• _WORK TO DO_: Repeat every line of the data exactly, but not the pictures.

• _TASK INPUT_:

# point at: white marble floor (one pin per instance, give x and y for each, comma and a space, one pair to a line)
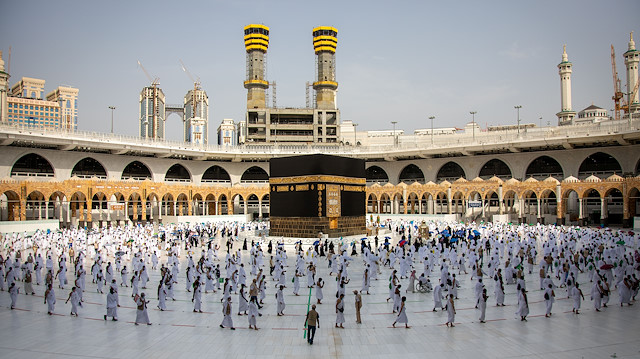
28, 332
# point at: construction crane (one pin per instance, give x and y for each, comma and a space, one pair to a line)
618, 96
154, 81
196, 87
156, 110
632, 94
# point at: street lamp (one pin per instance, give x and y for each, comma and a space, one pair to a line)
473, 121
112, 108
355, 135
395, 139
518, 107
432, 118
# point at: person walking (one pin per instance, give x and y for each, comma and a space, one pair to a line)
313, 322
358, 300
451, 311
402, 314
227, 321
141, 313
340, 311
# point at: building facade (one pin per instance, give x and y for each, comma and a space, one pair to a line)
25, 105
227, 135
196, 112
320, 124
152, 113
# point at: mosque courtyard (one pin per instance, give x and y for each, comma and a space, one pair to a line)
28, 332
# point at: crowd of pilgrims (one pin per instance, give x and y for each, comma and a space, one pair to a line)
115, 258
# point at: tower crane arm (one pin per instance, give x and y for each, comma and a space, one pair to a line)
196, 83
154, 81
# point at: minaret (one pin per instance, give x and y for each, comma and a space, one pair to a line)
631, 60
566, 114
256, 42
4, 81
325, 41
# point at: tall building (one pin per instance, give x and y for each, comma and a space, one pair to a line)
631, 60
256, 43
67, 97
26, 105
196, 112
4, 88
227, 133
325, 41
241, 131
319, 124
566, 114
28, 87
152, 113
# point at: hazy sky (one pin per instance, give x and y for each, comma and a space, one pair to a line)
396, 60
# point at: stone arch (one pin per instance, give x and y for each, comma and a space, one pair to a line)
32, 165
613, 207
633, 207
35, 205
413, 203
372, 203
136, 170
599, 164
168, 204
238, 201
548, 204
182, 202
89, 167
177, 173
442, 203
265, 207
10, 206
376, 174
216, 174
544, 166
510, 199
385, 203
411, 173
450, 171
254, 174
495, 167
223, 204
210, 200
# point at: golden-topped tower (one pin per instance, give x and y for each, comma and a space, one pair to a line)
256, 42
325, 41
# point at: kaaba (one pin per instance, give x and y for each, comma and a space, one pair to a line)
317, 193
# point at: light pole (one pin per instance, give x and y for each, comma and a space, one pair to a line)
473, 121
355, 135
395, 140
518, 107
432, 118
112, 108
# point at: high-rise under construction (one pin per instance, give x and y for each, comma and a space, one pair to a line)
318, 121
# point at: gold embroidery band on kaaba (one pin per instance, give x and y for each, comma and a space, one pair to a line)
311, 179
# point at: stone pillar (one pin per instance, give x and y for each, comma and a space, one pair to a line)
143, 208
603, 211
559, 208
580, 209
23, 209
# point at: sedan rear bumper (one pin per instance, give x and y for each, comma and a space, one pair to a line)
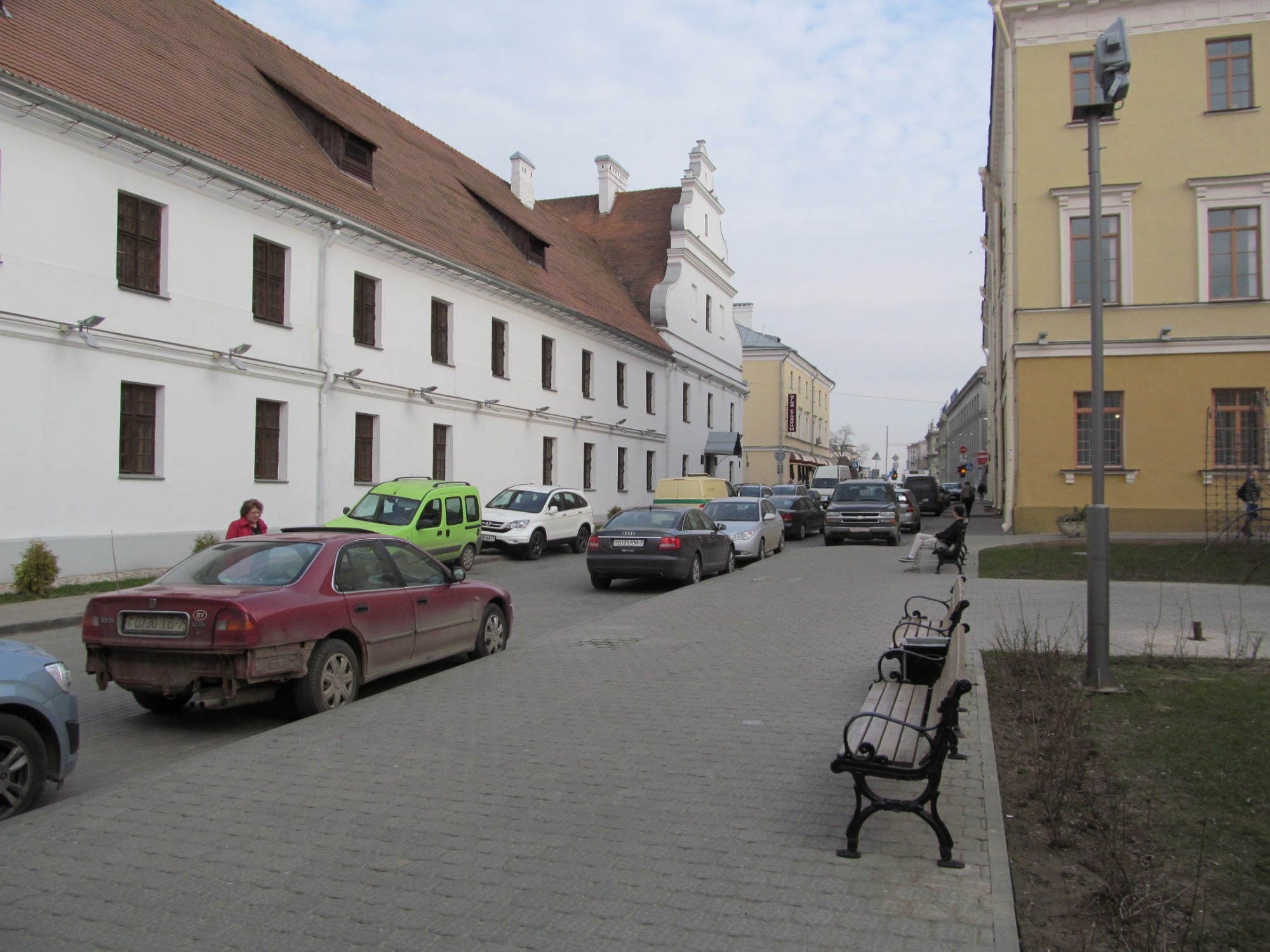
639, 567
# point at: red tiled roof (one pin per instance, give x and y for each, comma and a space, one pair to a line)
634, 237
194, 73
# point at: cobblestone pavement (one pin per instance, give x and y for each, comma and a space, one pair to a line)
657, 779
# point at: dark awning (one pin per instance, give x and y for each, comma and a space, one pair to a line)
723, 444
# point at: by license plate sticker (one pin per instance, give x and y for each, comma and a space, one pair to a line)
173, 624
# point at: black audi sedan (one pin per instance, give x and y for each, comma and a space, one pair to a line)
658, 544
801, 516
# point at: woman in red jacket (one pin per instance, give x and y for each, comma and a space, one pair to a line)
251, 522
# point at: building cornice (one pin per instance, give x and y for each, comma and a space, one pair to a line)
30, 101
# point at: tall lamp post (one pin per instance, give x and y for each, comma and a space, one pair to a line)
1111, 87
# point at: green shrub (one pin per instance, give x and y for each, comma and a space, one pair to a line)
37, 572
204, 540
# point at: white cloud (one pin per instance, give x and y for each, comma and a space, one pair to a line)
848, 135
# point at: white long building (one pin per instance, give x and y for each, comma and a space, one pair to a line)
227, 275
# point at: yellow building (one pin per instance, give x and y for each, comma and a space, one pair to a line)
787, 412
1187, 205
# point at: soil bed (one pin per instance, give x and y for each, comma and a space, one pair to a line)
1140, 821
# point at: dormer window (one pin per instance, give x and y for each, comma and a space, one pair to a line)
530, 246
350, 152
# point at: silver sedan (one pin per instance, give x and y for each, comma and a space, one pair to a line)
754, 525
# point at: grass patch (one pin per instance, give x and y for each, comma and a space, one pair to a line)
1239, 564
1164, 841
10, 598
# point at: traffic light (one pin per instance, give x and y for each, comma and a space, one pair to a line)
1112, 62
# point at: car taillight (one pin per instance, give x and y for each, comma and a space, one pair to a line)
236, 629
92, 625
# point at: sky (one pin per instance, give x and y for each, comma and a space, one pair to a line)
848, 138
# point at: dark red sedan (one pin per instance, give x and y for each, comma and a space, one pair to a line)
316, 614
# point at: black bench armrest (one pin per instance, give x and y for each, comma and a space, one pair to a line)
899, 654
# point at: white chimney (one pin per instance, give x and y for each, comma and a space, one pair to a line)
523, 180
613, 180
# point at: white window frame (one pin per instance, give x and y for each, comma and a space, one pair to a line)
1230, 192
1075, 204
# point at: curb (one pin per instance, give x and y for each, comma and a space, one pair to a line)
41, 625
1005, 926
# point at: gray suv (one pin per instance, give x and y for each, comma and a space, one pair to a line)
39, 725
864, 510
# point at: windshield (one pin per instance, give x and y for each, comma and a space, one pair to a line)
860, 493
385, 511
645, 520
256, 563
723, 511
519, 501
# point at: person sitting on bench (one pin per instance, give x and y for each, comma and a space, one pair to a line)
949, 538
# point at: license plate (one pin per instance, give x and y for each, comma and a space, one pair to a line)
171, 624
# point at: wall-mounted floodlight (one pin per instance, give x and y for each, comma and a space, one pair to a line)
82, 328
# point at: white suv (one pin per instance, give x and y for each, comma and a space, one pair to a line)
526, 520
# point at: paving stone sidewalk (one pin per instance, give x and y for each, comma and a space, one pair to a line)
655, 781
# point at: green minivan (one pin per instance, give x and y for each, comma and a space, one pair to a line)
441, 517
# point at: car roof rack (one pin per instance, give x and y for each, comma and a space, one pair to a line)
327, 529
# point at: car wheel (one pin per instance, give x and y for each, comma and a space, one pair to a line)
159, 704
492, 635
695, 572
23, 766
468, 558
331, 681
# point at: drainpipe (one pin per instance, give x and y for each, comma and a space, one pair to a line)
324, 366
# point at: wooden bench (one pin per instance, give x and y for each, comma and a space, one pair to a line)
918, 625
905, 732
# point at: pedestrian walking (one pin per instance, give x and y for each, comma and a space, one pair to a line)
250, 522
948, 538
1250, 492
968, 498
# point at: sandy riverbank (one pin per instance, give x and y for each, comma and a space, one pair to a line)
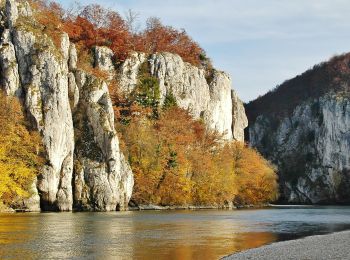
332, 246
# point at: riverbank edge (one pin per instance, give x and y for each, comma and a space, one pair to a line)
152, 207
326, 246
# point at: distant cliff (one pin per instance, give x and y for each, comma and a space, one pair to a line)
303, 126
72, 109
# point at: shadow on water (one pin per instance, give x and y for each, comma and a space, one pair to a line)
160, 234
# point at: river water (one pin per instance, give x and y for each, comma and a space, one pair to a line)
203, 234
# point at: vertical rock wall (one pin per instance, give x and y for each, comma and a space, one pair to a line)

• _OUTPUT OF THE EXERCISE_:
# point at: white marble floor (one pin per instance, give x and y for each, comma and a space, one pair to a line)
28, 332
# point at: construction crane (one pin per instance, give x and y for each, comma and a space, one pair to a line)
618, 96
154, 81
196, 87
156, 110
632, 94
# point at: street lamp (one pin per instance, give x and y for each, comma and a space, one pair to a line)
473, 121
112, 108
355, 135
395, 139
518, 107
432, 118
# point at: person walking (one pin per instance, give x and y for each, comma and a space, one pair to a line)
313, 322
358, 300
451, 311
402, 314
227, 321
141, 313
340, 311
# point at: building facade (one pin per instance, give x and y for each, comma and a space, one pair to a line)
25, 105
227, 135
196, 112
320, 124
152, 113
# point at: mosque courtyard (one pin per instance, give x and y for each, comma and a space, one pair to a line)
28, 332
# point at: crowd of pilgrims (one pin per instance, give x and y for each, comma and a space, one pair to a line)
115, 258
# point at: tower crane arm (one pin per instance, give x and y for each, comma and a space, one pair to a line)
196, 83
154, 81
# point at: minaret (one pin per instance, give x and y for each, comma and a space, one pair to a line)
631, 60
566, 114
256, 42
4, 81
325, 41
# point at: tall building (one pin per instance, give x and y for each, comma and a space, one pair to a line)
631, 60
256, 43
67, 97
26, 105
196, 112
4, 88
227, 133
325, 41
241, 131
319, 124
566, 114
28, 87
152, 113
# point at: hazy sky (one pin per instance, give x and y for each, comma and a space, one pair to a line)
396, 60
# point at: stone arch (one pin per instance, give x and y for each, comma and a space, one pair to a line)
32, 165
613, 207
633, 207
35, 205
413, 203
372, 203
136, 170
599, 164
168, 204
238, 201
548, 204
182, 202
89, 167
177, 173
442, 203
265, 207
10, 206
376, 174
216, 174
544, 166
510, 199
385, 203
411, 173
450, 171
254, 174
495, 167
223, 204
210, 200
# point at: golden-topped tower (one pin per instance, give x and y for each, comma and a space, one pair to a line)
256, 42
325, 41
# point at: kaaba (one pin per instance, give x and y for each, comma and a space, one pair to a line)
317, 193
# point at: light pole (one pin per instance, give x and y for each, comma and a space, one pair to a line)
473, 121
355, 135
395, 140
518, 107
432, 118
112, 108
# point at: high-rise under construction (one pin per instance, give x and y for each, comma and a space, one pair to a line)
318, 121
# point at: gold embroidery band on kaaba (one pin per instance, give x and y for each, comma and a space, one pair to a line)
311, 179
# point at: stone pillar (one pin per instance, give x and y for each, comma and a space, one pair to a line)
143, 208
603, 211
559, 208
580, 209
23, 209
# point at: sedan rear bumper (one pin per instance, give x and y for each, comma and a space, one pair to a line)
639, 567
# point at: red tiled roof (one pin per instance, give x and y for each, comma and a space, one pair to a line)
634, 237
194, 73
# point at: cobblestone pavement (one pin per instance, give x and y for each, comma and a space, one pair to a line)
657, 779
# point at: dark awning (one pin per instance, give x and y for each, comma and a space, one pair to a line)
723, 444
# point at: by license plate sticker (one pin per instance, give x and y for each, comma and a space, one pair to a line)
173, 624
# point at: black audi sedan (one pin per instance, give x and y for each, comma and a space, one pair to a line)
658, 544
801, 516
# point at: woman in red jacket (one pin per instance, give x and y for each, comma and a space, one pair to a line)
251, 522
# point at: building cornice (one pin per instance, give x and y for each, comma and a space, one pair to a line)
30, 101
# point at: tall lamp post (one pin per instance, give x and y for each, comma and a space, one pair to a line)
1111, 87
# point at: green shrub (one pin per instance, give x and y for each, comma and a space, one pair to a line)
37, 572
204, 540
# point at: white cloud (one pin per instance, give x and y for each, comma and a space, one pair to a line)
848, 135
# point at: white long building (one pin per instance, give x and y for each, comma and a space, one pair to a line)
227, 275
# point at: yellow building (one pin per instance, give x and y for each, comma and a space, one pair to a line)
787, 412
1187, 205
# point at: soil bed (one pin per instance, give x and y for each, comma and a space, one pair to a line)
1140, 821
# point at: dormer window (one pin per instance, give x and y for each, comma and a space, one pair to a line)
530, 246
350, 152
# point at: silver sedan (one pin per instance, give x and y for each, comma and a space, one pair to a line)
754, 525
# point at: grass patch (one pin per instance, give x and y for each, comma and a space, one pair to a line)
1239, 564
1164, 841
10, 598
# point at: traffic light (one pin per instance, give x and y for each, comma and a space, one pair to a line)
1112, 62
# point at: car taillight (one pin per instance, give x and y for each, comma and a space, one pair to a line)
236, 629
92, 625
# point at: sky (one pin per instance, give x and y for each, comma and a space, one pair to a line)
848, 138
# point at: dark red sedan (one pin per instance, give x and y for each, comma and a space, one pair to a line)
316, 614
# point at: black bench armrest (one pin per instance, give x and y for each, comma and a space, one pair to a line)
899, 654
# point at: white chimney (one pin per instance, give x and y for each, comma and a space, one pair to a line)
523, 180
613, 180
# point at: white window frame (one pin per instance, give x and y for each, comma and a space, one pair to a line)
1230, 192
1075, 204
# point at: curb (one pin per instance, give x and y for each, comma and a space, one pair to a line)
41, 625
1005, 926
# point at: gray suv (one pin per instance, give x and y for each, comma and a space, one pair to a line)
39, 725
864, 510
# point at: windshield (one pin per instance, give x and y for each, comma and a space, one pair to a line)
860, 493
385, 511
645, 520
256, 563
723, 511
519, 501
# point at: person sitting on bench (one pin per instance, give x and y for each, comma and a space, one pair to a line)
949, 538
# point at: license plate (one pin per instance, give x and y for each, comma and a space, one pair to a line)
171, 624
# point at: wall-mounted floodlight (one pin per instance, give x and y for each, comma and a space, one pair to a line)
82, 328
# point at: white suv (one pin per instance, give x and y for each, comma and a space, one pair to a line)
526, 520
# point at: paving stone sidewalk (one pin per instance, give x and y for each, comma and a space, one pair to a line)
655, 781
# point at: green minivan (one pin per instance, give x and y for each, comma and a space, one pair to a line)
441, 517
# point at: car roof rack (one pin per instance, give x and y for each, comma and a space, one pair to a line)
327, 529
# point at: car wheel (one pin per instance, give x and y for each, comma and a space, one pair to a line)
159, 704
492, 635
695, 572
23, 766
468, 558
331, 681
# point at: drainpipe (one pin per instance, give x and y for each, comma and a space, one pair to a line)
324, 366
# point at: wooden bench (one pin per instance, give x and y for each, comma and a space, one pair to a line)
918, 625
905, 732
# point at: pedestrian walking (one pin per instance, give x and y for each, comma and a space, one pair to a line)
250, 522
948, 538
1250, 492
968, 498
# point at: sandy riverbank (one pin per instance, give x and y for each, comma and a space, one pair to a line)
332, 246
# point at: riverbank edge (one pin per instance, give x and y for each, comma and a space, one pair to a line)
152, 207
326, 246
# point at: distant cliff (one pin per instance, give x and y for each, comma and a space, one pair to a line)
303, 126
72, 109
# point at: shadow on water (one pin per instance, give x and y for each, comma and a space, one pair to a line)
160, 234
# point at: river water (one pin per instance, give x and y for each, comma and a space, one pair to a line)
203, 234
# point at: vertical rock wall (one pin per instance, give x and y for each, comma and a space, one pair to a line)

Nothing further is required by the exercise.